TEXT TO READ |

# Honda brush cutter runs out of power



## Franny K (Apr 13, 2020)

I bought this 35cc honda brush cutter/string trimmer (bike handles) last year late summer or early fall. I have another one I got a few years earlier that works fine. This one idles fine all the time but after two to 20 minutes it looses top end and will stall if too much throttle. Last year I could use it by closing down the choke most of the way. This year it worked properly the first time maybe 20 minutes but now it is up to it's old tricks.

I can have it running essentially idle only, drain the gas, either run it dry or prime it dry, re fill and it works normally for a while. I have taken the carb apart to look for debris and made sure the fuel line was not kinked. What I think is the main jet is smaller than any drills I have #80 or close to that. It is still under warranty but not sure they would actually fix it. A new carb is quite cheap perhaps I should try that then I could drill out a jet, there is a local guy that seems to drill out jets with good results. Non adjustable carb. I was going to get a plug when I took the picture but it was too late, might switch the plug from the one that works well.

I think I checked the valve clearance last year some things can misbehave it too tight.

Any one know of similar behavior or remedy?

Thanks


----------



## triptester (Apr 14, 2020)

EXCERPTED RECORDS |

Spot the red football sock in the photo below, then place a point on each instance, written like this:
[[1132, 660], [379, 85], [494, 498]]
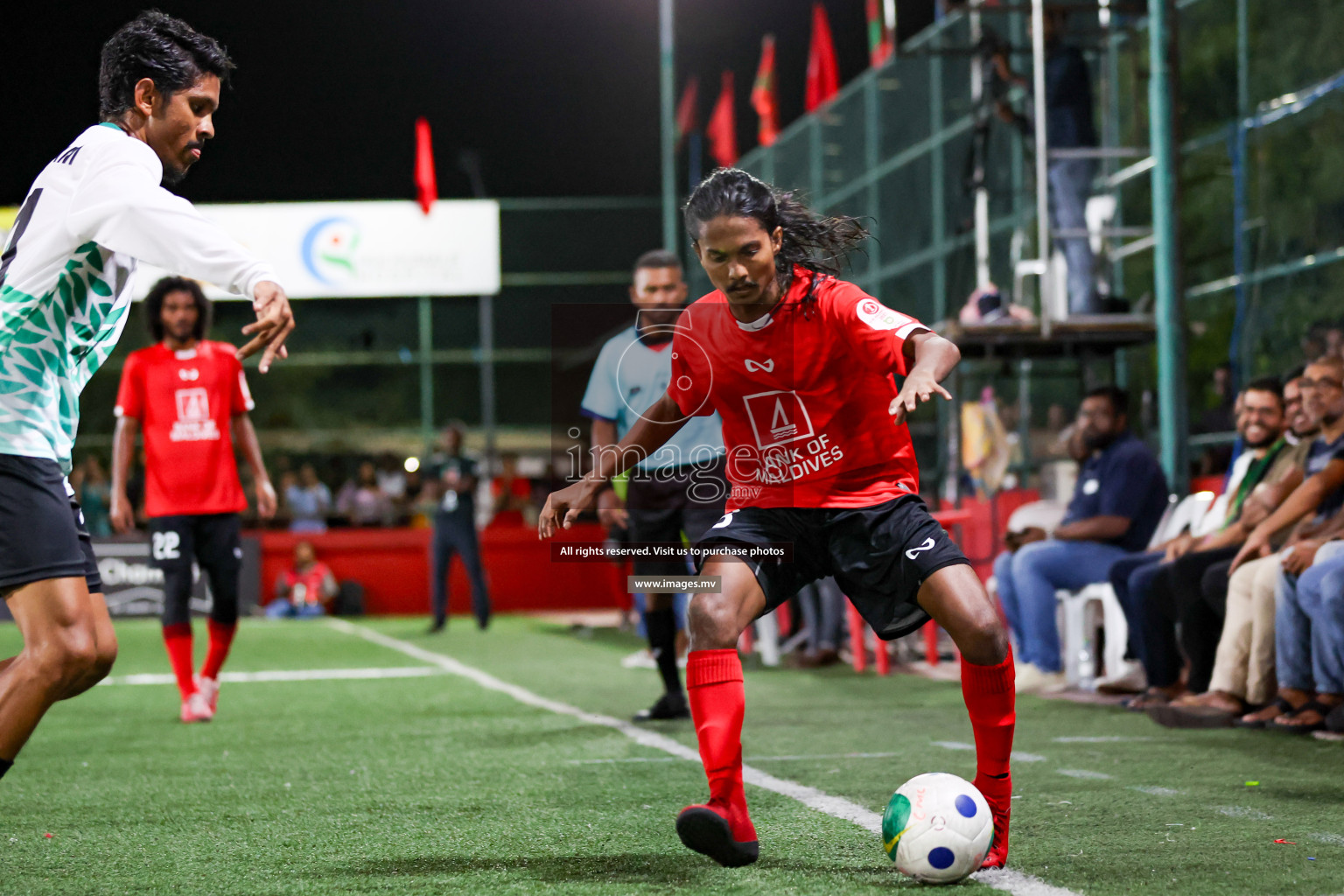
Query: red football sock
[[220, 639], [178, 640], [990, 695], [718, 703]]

--

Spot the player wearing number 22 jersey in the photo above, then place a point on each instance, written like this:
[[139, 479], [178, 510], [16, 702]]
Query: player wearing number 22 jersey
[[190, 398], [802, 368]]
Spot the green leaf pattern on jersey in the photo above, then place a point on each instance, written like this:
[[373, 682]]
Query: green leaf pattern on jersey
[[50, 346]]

INSTRUCTION A | In the brush cutter thread, how did Franny K manage to keep using the machine last year?
INSTRUCTION B | From the brush cutter thread, copy out the passage that opens with the words containing "I can have it" and closes with "(Apr 14, 2020)".

CORRECT RESPONSE A | By closing the choke most of the way.

CORRECT RESPONSE B |
I can have it running essentially idle only, drain the gas, either run it dry or prime it dry, re fill and it works normally for a while. I have taken the carb apart to look for debris and made sure the fuel line was not kinked. What I think is the main jet is smaller than any drills I have #80 or close to that. It is still under warranty but not sure they would actually fix it. A new carb is quite cheap perhaps I should try that then I could drill out a jet, there is a local guy that seems to drill out jets with good results. Non adjustable carb. I was going to get a plug when I took the picture but it was too late, might switch the plug from the one that works well.

I think I checked the valve clearance last year some things can misbehave it too tight.

Any one know of similar behavior or remedy?

Thanks


----------



## triptester (Apr 14, 2020)